*Work to complete*: Copy, from the data below, each line that has the word "query".

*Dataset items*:

------------------------

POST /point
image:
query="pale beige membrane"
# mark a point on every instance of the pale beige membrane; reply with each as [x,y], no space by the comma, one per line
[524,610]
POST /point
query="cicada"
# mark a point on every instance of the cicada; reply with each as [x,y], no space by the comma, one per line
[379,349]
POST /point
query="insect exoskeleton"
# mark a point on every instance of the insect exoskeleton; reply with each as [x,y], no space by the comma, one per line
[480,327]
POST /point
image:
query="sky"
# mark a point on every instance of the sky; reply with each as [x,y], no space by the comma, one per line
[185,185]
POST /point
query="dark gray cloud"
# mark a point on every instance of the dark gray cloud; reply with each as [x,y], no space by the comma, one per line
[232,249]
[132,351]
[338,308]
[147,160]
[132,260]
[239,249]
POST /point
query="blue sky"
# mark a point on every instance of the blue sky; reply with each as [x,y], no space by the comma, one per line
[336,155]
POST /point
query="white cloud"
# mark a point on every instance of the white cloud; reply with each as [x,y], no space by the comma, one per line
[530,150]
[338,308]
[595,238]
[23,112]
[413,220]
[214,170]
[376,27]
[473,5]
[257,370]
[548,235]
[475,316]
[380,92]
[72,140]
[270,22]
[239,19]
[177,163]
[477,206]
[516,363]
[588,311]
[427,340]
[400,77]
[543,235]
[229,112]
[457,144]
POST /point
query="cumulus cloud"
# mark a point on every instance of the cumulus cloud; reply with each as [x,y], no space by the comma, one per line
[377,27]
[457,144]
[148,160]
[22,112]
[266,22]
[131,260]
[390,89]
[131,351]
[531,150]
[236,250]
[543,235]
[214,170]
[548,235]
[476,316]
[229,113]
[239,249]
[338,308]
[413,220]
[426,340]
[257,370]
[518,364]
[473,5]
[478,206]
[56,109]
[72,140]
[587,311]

------------------------

*Answer for the task*:
query="pale beige membrane"
query="cicada"
query="insect exoskeleton"
query="sky"
query="dark gray cloud"
query="blue sky"
query="white cloud"
query="cumulus cloud"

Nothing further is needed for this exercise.